Instruction 1:
Quote the blog post from "Q: Andrew, do" up to and including "are you Canadian?".
Instruction 2:
According to the blog post, which two users does the writer say make trolling especially enjoyable?
Instruction 3:
Continue the blog post from its final line.

Text shown:
Time Cop 34: Big Trouble in Little eBaum's World.

Lately, I have been subjected to many false rumors in regards to my personal health and my mother's virginity. I would like to debunk such false claims with a FAQ (frequently asked questions): 

Q: Andrew, are you gay? 

A: Yes, I am quite gay - I am a proud homosexual but I also like to pretend that I'm heterosexual, especially when I'm in the vicinity of heavy vagina. Heavy vagina being the vagina belonging to a heavyset woman. Here's a Snapple fact: women who bear heavier vaginas are more likely to give birth to stronger babies, look it up.

Q: Andrew, do you enjoy trolling? 

A: Frankly, I do enjoy trolling, especially when rednote and letemdangle are involved. I especially love it when they make personal attacks, like claiming that I'm gay or that my mother is black. Such claims are meant to deter me and prevent me from blogging my daily thoughts but alas, they don't. 

Q: Andrew, are you Canadian?

Provided material:
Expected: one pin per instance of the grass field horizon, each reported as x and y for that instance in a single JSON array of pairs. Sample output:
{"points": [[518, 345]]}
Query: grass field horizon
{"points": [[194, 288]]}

Task result 1:
Q: Andrew, do you enjoy trolling? 

A: Frankly, I do enjoy trolling, especially when rednote and letemdangle are involved. I especially love it when they make personal attacks, like claiming that I'm gay or that my mother is black. Such claims are meant to deter me and prevent me from blogging my daily thoughts but alas, they don't. 

Q: Andrew, are you Canadian?

Task result 2:
rednote and letemdangle

Task result 3:
A: Yes, I am a proud Canadian - I am a particular fan of Wayne Gretzsky and Roger Clamens, both Canadian greats who played well for the Toronto Raptors. Canada is a great country, filled to the brim with delightful French, annoyed Anglo Saxons, and Native Americans. I am proud to say that Celine Dion's "My Heart Will Go On" is our proud national anthem and that our favorite snack is beaver coated with maple syrup. 

Q: Andrew, why are you obsessed with Neko? 

A: I am obsessed with Neko because she's simply the greatest - people who hate on her like Hitler at the World's Fair are simply envious of Neko's ability to formulate greatness with very little effort. She's an Australian great and she's most likely to make the Australian Hall of Fame, next to Steve Irwin and Josef Fritzl. 

Also, it annoys the hell out of GI Joe and rednote ... I love seeing those worms squirm like worms squirming. 

Q: Andrew, are you a virgin?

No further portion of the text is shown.